§ ACTION ITEM:
Within the entries below, find each line containing the word "front" and copy it.

§ ENTRIES PROVIDED:
<<<<

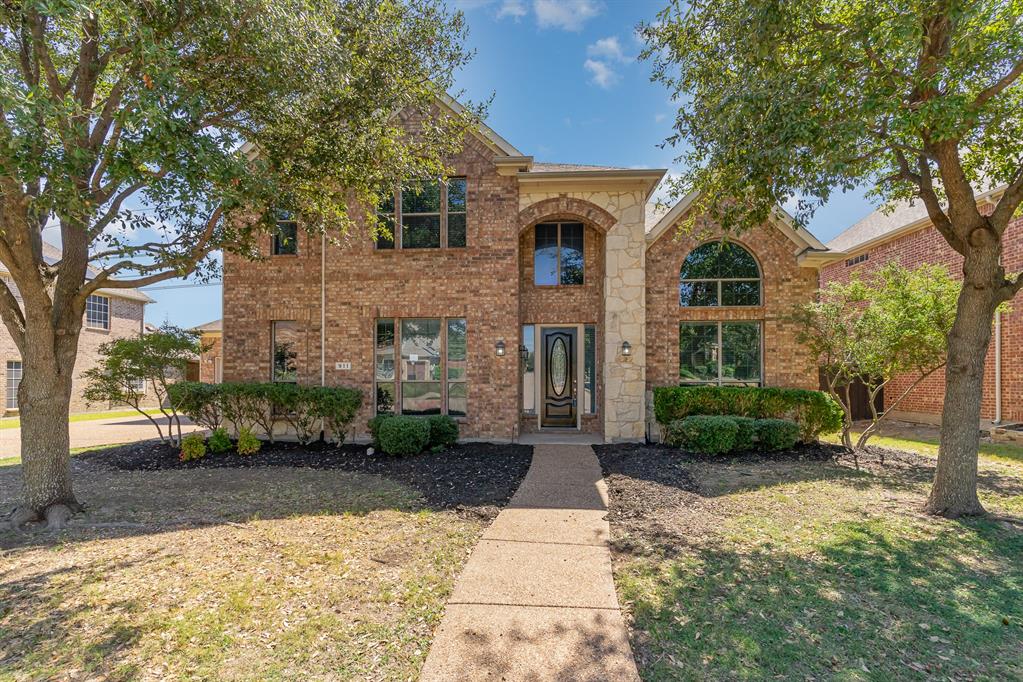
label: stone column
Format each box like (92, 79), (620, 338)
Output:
(603, 191), (646, 442)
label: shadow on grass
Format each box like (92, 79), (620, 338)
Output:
(0, 442), (534, 551)
(622, 518), (1023, 680)
(0, 558), (147, 678)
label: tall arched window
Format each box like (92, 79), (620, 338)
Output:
(679, 241), (761, 307)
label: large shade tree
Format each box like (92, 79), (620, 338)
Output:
(0, 0), (479, 525)
(644, 0), (1023, 517)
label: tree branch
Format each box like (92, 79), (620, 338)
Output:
(973, 58), (1023, 109)
(990, 163), (1023, 231)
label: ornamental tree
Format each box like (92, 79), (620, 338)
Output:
(0, 0), (478, 525)
(82, 324), (202, 447)
(793, 263), (959, 461)
(644, 0), (1023, 516)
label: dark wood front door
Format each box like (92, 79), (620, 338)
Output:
(542, 328), (577, 427)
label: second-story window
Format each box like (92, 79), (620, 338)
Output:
(375, 178), (467, 250)
(85, 294), (110, 330)
(534, 222), (584, 286)
(273, 210), (298, 255)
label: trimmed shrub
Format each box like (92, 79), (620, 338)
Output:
(427, 415), (459, 448)
(309, 386), (362, 445)
(732, 416), (756, 452)
(755, 418), (800, 451)
(236, 427), (261, 456)
(368, 414), (392, 447)
(378, 416), (431, 456)
(168, 381), (223, 430)
(179, 432), (207, 461)
(674, 415), (739, 454)
(652, 386), (842, 442)
(207, 427), (232, 453)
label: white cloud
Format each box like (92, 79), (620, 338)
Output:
(534, 0), (602, 31)
(584, 58), (619, 89)
(654, 113), (667, 123)
(496, 0), (527, 19)
(587, 36), (631, 63)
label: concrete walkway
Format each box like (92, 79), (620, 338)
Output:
(420, 445), (640, 681)
(0, 414), (199, 458)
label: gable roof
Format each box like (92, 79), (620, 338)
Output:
(192, 318), (222, 333)
(436, 92), (523, 157)
(532, 162), (631, 173)
(644, 191), (830, 262)
(826, 183), (1007, 254)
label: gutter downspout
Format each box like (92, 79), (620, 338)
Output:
(995, 308), (1002, 424)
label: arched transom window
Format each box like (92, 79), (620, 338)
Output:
(679, 241), (761, 307)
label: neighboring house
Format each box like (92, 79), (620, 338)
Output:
(193, 318), (223, 383)
(0, 242), (153, 416)
(222, 100), (834, 442)
(820, 185), (1023, 426)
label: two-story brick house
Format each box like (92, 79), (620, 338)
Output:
(1, 242), (153, 416)
(222, 103), (833, 442)
(821, 185), (1022, 426)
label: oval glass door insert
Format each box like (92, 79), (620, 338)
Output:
(550, 337), (568, 395)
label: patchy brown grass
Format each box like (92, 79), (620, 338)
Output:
(0, 460), (485, 681)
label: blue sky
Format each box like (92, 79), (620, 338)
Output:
(142, 0), (877, 328)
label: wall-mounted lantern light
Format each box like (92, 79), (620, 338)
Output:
(621, 340), (632, 357)
(495, 340), (506, 357)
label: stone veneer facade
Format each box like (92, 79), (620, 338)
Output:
(222, 117), (825, 442)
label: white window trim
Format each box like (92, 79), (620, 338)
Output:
(85, 294), (110, 331)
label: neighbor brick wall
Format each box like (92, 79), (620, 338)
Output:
(223, 131), (522, 440)
(820, 215), (1023, 423)
(199, 334), (223, 383)
(0, 293), (146, 415)
(645, 220), (820, 391)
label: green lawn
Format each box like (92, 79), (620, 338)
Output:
(0, 443), (126, 468)
(608, 451), (1023, 680)
(0, 408), (165, 430)
(824, 429), (1023, 468)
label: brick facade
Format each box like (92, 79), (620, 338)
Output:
(198, 333), (223, 384)
(820, 215), (1023, 424)
(646, 220), (820, 391)
(222, 115), (826, 442)
(0, 292), (147, 415)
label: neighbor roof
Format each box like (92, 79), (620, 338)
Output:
(826, 183), (1008, 254)
(192, 318), (222, 333)
(0, 241), (154, 303)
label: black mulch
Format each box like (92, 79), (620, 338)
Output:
(78, 440), (533, 518)
(592, 441), (848, 554)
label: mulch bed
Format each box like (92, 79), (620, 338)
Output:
(592, 441), (848, 555)
(78, 440), (533, 518)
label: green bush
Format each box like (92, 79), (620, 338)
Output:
(207, 427), (232, 453)
(310, 386), (362, 445)
(652, 386), (842, 442)
(427, 415), (459, 448)
(674, 415), (739, 454)
(168, 381), (223, 430)
(236, 427), (261, 456)
(755, 418), (800, 451)
(368, 414), (392, 447)
(732, 416), (756, 451)
(179, 432), (207, 461)
(378, 416), (431, 456)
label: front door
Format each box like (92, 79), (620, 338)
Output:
(542, 327), (577, 427)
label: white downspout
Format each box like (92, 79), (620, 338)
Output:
(994, 308), (1002, 424)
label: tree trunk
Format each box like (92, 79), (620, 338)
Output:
(17, 349), (80, 517)
(925, 247), (1002, 517)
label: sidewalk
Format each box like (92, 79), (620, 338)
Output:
(420, 444), (639, 681)
(0, 414), (199, 458)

>>>>

§ TASK SOLUTION:
label: dark wood front door
label: front door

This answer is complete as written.